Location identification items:

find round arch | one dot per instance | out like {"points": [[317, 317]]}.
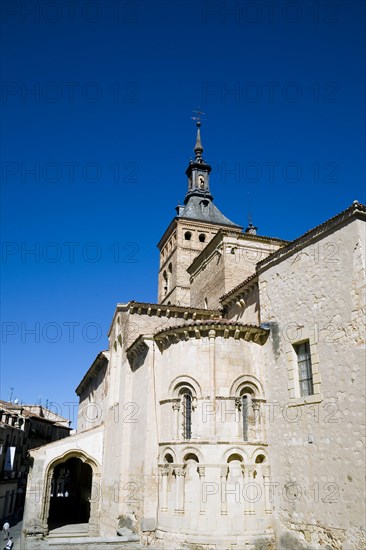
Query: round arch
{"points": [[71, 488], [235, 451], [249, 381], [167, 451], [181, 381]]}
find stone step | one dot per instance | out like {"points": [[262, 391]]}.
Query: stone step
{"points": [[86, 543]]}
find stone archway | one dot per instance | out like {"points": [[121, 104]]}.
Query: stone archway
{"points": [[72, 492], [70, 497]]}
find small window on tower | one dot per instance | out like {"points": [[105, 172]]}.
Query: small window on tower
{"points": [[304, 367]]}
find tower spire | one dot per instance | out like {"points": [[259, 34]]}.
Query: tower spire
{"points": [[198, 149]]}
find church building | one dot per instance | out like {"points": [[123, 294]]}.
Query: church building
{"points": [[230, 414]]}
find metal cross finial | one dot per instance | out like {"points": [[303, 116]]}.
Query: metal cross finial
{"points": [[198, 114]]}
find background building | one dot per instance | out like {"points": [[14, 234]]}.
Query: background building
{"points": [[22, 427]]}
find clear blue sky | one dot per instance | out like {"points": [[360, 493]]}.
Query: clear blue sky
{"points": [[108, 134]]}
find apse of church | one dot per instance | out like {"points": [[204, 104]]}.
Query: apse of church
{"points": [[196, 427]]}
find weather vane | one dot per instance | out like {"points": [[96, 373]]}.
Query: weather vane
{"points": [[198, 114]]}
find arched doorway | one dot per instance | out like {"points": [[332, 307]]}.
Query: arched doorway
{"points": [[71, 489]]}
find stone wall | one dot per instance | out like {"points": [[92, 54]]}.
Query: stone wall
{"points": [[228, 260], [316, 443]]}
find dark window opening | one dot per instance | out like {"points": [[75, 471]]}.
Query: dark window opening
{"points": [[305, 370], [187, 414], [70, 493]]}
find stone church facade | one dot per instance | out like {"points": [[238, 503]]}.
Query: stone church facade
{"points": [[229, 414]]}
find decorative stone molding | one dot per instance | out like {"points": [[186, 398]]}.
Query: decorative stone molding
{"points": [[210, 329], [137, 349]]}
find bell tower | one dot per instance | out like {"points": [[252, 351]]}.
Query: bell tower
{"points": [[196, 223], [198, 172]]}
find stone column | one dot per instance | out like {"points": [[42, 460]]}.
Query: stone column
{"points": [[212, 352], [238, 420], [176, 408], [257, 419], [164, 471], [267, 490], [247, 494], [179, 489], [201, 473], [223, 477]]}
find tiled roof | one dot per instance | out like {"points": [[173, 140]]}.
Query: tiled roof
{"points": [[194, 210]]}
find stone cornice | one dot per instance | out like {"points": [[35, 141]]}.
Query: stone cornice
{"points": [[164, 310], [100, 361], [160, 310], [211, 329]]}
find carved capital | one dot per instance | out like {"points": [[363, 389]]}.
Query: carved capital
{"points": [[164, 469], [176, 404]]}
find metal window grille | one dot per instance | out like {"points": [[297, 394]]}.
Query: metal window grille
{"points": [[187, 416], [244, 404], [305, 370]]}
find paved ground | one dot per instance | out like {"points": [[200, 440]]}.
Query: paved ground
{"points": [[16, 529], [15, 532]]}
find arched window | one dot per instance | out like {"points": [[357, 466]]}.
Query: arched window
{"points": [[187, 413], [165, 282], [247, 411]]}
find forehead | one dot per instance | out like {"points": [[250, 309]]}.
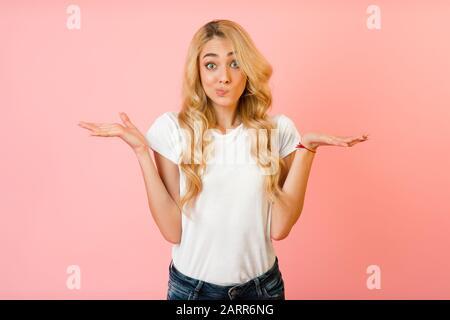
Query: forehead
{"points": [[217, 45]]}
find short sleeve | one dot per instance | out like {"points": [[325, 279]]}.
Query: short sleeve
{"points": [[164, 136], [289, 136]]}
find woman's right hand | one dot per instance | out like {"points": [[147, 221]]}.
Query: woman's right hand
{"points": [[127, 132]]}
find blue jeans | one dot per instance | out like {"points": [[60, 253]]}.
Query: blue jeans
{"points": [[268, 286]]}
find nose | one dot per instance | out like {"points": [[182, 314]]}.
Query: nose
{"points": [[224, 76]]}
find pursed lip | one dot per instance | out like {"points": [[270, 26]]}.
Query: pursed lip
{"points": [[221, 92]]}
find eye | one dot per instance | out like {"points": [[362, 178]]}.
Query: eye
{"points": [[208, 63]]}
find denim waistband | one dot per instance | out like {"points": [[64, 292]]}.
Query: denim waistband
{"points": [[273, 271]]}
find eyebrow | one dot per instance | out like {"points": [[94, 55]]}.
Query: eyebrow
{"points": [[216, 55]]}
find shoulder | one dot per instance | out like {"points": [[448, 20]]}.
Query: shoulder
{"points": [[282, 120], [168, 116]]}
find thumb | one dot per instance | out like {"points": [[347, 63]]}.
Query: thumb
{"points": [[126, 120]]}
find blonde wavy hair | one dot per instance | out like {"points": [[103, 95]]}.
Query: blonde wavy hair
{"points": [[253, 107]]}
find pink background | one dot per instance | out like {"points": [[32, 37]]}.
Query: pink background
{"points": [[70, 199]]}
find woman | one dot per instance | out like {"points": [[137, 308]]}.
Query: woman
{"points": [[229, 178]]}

...

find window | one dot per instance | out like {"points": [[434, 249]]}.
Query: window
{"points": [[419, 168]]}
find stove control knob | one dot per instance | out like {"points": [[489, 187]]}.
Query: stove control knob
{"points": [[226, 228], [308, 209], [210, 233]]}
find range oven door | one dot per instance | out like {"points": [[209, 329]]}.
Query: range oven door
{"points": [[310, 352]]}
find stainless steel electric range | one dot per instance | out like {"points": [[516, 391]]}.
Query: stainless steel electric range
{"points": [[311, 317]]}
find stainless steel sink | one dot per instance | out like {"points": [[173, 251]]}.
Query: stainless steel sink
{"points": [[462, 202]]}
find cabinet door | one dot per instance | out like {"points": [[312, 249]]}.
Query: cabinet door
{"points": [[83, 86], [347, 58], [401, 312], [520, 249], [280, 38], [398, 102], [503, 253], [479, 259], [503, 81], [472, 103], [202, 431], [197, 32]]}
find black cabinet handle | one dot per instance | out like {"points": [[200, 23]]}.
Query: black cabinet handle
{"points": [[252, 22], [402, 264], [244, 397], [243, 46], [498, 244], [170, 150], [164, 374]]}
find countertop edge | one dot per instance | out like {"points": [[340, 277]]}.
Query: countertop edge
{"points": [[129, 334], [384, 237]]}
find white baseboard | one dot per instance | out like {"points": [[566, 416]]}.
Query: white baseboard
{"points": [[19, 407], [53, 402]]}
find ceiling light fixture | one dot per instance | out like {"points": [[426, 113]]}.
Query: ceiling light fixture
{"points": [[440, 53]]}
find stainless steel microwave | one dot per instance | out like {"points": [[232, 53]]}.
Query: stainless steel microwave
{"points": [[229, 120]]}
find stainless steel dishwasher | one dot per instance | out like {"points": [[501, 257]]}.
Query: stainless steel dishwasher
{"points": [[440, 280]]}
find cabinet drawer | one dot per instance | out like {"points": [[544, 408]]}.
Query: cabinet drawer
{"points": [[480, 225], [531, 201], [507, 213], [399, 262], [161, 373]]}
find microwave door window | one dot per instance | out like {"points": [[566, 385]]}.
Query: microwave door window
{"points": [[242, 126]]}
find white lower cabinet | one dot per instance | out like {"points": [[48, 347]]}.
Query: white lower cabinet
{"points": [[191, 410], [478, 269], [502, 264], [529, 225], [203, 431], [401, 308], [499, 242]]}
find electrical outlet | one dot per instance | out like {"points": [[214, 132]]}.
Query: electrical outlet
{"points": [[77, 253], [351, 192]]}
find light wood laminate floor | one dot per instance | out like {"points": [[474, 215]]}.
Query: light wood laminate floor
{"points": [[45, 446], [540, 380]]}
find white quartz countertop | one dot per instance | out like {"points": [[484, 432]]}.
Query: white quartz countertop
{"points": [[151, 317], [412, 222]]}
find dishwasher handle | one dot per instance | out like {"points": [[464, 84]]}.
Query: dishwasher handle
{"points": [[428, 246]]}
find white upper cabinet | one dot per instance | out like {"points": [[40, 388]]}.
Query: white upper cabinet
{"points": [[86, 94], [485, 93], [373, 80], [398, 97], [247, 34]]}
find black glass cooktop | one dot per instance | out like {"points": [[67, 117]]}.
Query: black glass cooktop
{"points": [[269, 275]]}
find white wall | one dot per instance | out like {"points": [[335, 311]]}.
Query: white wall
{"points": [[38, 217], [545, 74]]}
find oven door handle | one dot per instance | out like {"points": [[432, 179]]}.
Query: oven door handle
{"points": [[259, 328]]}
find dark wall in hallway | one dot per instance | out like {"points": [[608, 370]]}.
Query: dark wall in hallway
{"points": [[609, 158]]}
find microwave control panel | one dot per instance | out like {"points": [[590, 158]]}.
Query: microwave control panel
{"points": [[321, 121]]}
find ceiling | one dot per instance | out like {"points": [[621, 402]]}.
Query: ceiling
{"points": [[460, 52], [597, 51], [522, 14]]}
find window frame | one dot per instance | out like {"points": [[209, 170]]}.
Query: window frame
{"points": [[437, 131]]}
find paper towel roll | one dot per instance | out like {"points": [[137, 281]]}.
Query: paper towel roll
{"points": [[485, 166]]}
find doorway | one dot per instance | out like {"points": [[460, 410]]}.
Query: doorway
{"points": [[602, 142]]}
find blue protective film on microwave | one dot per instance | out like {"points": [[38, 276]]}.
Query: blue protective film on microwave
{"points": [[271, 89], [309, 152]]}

> _GOAL_
Report every line of the material above that contains the word "floor", copying each such line in full. Case counts: a line qualifies only when the word appears with matching capitalization.

> _WRITTEN RESPONSE_
find light wood laminate floor | one dot per instance | out like {"points": [[474, 215]]}.
Query: light wood laminate floor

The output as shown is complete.